§ Extract:
Press Enter to execute the command. Apolo will provision the resources and start the job.
Watch the terminal output. It will show the job status transitioning from pending Creating -> pending Scheduling -> pending ContainerCreating -> running.
Once running, Apolo provides an ✓ Http URL:. This is the public web address for your deployed Speaches service.

Step 2: Using the Speaches Playground UI

Copy the Http URL provided in the terminal output.
Paste the URL into your web browser and navigate to it. This opens the "Speaches Playground" UI.

Speech-to-Text Demo

Click on the "Speech-to-Text" tab.
Click the microphone icon (🎙️) below the "Drop Audio Here" area.
Click the "Record" button.
Speak a sentence into your microphone (e.g., "Hi, I am a machine learning engineer who works at Apolo. How are you doing?").
Click the "Stop" button.
From the "Model" dropdown, select a speech recognition model (e.g., systran/faster-whisper-tiny). The first time you select a model, it might be downloaded, which takes a moment.
Ensure the "Task" dropdown is set to transcribe.
Click the "Generate" button.
Observe the transcribed text appearing in the "Textbox" below.

Text-to-Speech Demo

Click on the "Text-to-Speech" tab.

§ Complete the following:
• 1. Translate this sentence from the Speaches deployment guide into Spanish: "This is the public web address for your deployed Speaches service."
• 2. Return the passage of the Speaches deployment guide from "Watch the terminal" to "in the terminal output.", word for word.

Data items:
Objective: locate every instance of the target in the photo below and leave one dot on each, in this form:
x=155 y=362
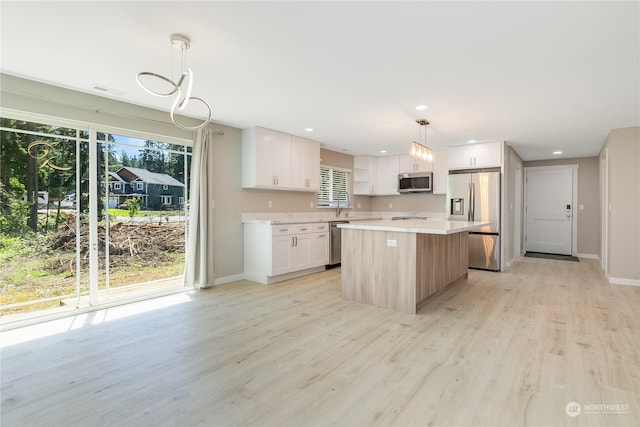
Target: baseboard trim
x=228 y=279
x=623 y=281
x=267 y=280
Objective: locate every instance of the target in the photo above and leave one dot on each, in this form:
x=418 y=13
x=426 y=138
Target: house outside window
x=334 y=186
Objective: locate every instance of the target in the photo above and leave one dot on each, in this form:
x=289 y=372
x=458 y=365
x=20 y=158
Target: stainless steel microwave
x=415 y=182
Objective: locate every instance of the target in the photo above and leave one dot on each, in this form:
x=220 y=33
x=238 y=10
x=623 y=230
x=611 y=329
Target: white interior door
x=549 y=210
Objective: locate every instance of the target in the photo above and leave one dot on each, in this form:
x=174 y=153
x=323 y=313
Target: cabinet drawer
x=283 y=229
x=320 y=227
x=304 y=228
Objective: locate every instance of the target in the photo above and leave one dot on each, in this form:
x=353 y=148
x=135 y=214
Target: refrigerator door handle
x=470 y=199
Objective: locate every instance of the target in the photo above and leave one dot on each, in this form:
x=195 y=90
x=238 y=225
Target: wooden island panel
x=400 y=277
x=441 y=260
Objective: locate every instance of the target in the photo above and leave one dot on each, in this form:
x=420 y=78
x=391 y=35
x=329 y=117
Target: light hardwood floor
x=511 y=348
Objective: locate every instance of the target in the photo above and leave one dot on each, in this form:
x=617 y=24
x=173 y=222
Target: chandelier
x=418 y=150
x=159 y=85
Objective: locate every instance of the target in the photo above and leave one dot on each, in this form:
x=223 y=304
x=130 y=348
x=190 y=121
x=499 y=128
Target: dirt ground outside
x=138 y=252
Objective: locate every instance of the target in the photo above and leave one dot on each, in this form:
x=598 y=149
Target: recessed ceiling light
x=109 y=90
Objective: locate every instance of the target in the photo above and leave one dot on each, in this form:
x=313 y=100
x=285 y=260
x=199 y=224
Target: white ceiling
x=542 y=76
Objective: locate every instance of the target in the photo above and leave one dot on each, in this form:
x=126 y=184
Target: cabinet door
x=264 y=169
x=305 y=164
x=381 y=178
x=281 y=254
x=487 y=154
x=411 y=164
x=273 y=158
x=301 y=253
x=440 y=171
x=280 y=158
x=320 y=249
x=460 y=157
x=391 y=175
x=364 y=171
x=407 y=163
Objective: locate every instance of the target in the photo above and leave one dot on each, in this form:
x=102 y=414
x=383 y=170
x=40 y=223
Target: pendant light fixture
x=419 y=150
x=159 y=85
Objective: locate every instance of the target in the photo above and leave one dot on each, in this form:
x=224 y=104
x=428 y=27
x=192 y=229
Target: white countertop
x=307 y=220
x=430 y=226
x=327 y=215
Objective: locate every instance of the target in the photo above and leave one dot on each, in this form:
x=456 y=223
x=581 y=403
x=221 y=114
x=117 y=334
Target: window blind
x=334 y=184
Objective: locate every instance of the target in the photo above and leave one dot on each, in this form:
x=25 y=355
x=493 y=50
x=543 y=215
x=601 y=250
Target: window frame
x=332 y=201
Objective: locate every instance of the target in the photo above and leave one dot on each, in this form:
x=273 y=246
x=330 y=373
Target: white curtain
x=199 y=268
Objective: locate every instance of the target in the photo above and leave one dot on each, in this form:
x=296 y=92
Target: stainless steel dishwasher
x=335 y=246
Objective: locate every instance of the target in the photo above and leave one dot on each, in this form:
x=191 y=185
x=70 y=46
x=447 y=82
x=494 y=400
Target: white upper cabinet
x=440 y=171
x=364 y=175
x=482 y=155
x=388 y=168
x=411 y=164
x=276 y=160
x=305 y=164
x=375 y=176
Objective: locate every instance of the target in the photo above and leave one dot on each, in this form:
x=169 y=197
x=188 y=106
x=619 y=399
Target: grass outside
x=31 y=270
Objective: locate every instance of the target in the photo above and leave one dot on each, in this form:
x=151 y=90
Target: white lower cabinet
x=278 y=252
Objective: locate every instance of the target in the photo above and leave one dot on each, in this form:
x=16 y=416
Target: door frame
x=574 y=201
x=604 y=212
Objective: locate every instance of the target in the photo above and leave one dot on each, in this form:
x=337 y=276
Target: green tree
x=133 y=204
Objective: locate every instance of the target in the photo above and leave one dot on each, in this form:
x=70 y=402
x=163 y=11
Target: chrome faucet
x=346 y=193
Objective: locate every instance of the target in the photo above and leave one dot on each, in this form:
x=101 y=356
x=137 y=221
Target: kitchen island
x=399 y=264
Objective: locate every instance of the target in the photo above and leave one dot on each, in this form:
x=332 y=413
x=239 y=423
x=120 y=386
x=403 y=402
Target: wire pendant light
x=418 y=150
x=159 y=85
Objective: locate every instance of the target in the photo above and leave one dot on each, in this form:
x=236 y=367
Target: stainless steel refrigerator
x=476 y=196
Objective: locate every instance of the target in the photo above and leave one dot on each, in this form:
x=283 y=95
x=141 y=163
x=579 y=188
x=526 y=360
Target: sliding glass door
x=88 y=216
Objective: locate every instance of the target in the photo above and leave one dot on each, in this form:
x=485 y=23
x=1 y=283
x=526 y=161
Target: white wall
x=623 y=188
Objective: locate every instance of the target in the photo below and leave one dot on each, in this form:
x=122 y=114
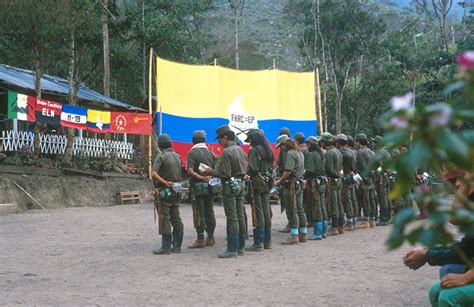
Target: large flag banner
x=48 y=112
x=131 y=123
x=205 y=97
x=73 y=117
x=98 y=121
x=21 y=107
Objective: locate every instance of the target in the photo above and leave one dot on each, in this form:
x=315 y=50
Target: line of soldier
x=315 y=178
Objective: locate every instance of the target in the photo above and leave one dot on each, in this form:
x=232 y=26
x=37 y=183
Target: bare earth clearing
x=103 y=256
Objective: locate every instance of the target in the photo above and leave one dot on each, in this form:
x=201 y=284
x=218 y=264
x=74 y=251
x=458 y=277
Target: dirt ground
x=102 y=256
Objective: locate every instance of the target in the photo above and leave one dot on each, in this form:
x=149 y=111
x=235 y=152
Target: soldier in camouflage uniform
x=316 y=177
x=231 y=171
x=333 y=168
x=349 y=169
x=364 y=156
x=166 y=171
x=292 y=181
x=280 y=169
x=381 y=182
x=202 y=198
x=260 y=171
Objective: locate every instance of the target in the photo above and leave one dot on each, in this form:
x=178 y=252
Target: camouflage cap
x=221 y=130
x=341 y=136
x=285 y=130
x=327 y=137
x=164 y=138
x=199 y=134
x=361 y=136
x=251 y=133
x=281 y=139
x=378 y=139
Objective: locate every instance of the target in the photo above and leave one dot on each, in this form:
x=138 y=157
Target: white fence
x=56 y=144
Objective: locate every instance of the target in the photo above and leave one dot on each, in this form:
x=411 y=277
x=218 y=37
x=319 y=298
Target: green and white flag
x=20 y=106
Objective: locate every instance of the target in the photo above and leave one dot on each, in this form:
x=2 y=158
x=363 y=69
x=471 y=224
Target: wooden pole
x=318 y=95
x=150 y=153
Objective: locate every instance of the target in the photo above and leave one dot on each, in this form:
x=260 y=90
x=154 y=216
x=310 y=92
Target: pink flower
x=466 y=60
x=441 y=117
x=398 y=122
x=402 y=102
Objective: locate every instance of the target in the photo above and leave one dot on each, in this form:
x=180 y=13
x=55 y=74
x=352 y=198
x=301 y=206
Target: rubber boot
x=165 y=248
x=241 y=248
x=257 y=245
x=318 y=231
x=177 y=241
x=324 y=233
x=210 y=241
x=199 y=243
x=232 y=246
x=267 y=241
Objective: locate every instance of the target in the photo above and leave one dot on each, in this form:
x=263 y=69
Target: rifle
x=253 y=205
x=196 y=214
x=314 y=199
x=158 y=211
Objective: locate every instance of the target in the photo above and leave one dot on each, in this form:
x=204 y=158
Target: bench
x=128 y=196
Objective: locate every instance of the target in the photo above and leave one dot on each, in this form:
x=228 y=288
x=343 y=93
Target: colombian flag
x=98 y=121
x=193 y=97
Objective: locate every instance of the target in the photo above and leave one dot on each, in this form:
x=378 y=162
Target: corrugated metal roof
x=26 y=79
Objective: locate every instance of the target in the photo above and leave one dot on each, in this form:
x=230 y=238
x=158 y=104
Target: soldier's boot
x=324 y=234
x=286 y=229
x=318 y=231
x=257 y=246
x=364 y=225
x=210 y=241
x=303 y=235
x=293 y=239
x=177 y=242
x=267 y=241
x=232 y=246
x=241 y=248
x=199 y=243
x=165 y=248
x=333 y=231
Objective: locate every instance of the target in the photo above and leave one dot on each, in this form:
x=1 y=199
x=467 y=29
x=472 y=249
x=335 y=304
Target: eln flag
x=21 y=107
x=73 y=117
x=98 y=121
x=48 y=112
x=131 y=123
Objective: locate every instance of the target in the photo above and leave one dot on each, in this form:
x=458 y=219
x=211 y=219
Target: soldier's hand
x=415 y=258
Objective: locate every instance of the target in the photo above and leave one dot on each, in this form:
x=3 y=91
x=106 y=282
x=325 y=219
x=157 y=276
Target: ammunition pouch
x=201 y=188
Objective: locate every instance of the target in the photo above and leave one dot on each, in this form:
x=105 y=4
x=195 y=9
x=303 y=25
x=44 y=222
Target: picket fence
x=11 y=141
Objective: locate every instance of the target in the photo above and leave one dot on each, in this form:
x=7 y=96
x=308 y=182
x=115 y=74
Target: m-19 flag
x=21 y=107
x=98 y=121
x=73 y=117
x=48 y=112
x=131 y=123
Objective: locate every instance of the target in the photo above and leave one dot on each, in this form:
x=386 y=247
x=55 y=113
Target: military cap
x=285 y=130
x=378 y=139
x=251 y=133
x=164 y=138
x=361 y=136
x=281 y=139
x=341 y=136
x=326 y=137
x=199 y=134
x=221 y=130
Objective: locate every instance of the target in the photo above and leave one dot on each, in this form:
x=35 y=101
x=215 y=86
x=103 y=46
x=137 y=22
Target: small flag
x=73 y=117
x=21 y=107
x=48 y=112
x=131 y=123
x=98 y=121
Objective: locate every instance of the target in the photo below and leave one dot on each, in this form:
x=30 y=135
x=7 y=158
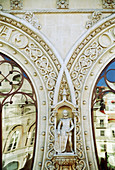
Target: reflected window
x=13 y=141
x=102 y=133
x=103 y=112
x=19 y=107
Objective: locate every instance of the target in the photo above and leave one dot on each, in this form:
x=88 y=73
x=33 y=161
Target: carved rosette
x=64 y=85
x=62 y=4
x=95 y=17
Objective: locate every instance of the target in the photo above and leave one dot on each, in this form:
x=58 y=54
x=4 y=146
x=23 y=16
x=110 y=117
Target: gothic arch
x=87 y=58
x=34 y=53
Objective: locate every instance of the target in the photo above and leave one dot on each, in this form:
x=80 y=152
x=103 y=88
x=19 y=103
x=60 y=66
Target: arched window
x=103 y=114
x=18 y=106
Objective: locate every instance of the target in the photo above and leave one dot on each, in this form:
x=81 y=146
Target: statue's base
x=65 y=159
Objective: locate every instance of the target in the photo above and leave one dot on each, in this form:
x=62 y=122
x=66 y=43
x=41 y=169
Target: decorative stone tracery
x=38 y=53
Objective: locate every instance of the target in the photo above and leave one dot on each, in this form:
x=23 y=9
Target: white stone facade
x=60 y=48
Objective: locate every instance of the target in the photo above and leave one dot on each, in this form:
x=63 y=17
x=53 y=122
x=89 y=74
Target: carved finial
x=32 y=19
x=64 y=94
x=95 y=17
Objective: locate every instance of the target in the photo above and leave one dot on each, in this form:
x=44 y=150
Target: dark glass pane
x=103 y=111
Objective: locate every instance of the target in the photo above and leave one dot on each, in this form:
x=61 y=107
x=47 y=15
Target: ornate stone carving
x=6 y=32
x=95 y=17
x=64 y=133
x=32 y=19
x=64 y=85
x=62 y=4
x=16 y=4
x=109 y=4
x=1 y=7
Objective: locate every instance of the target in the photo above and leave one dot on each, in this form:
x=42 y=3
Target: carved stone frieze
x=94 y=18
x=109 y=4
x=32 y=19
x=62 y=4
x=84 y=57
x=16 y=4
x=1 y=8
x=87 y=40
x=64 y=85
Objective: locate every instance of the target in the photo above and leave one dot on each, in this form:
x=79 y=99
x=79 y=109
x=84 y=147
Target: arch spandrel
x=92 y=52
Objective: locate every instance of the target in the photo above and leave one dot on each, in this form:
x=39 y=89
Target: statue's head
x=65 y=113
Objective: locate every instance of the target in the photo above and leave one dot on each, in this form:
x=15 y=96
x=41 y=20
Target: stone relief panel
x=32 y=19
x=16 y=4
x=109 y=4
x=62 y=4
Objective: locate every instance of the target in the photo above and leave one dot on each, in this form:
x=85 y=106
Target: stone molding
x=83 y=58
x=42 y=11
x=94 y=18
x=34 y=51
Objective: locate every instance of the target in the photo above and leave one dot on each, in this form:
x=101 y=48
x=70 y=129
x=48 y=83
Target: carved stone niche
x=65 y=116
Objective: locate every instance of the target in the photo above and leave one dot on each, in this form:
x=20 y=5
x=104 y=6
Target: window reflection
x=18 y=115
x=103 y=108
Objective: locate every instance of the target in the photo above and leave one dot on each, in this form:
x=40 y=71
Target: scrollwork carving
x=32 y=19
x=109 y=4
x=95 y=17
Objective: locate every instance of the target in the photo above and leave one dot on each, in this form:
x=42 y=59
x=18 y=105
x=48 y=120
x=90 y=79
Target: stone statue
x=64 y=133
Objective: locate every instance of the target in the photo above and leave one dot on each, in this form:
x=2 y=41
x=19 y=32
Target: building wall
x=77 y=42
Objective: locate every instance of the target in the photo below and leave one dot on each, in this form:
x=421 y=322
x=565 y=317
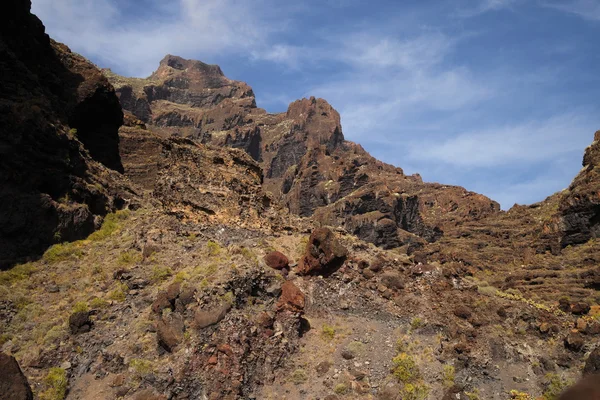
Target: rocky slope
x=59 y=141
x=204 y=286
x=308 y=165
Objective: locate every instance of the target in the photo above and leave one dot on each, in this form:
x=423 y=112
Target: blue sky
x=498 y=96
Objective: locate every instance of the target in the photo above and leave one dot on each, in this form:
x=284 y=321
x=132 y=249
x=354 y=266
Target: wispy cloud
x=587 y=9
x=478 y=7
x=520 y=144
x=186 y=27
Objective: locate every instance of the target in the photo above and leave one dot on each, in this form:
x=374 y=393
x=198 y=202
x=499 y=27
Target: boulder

§ Completed exercise:
• 1. Esta es la dirección web pública de tu servicio Speaches desplegado.

• 2.
Watch the terminal output. It will show the job status transitioning from pending Creating -> pending Scheduling -> pending ContainerCreating -> running.
Once running, Apolo provides an ✓ Http URL:. This is the public web address for your deployed Speaches service.

Step 2: Using the Speaches Playground UI

Copy the Http URL provided in the terminal output.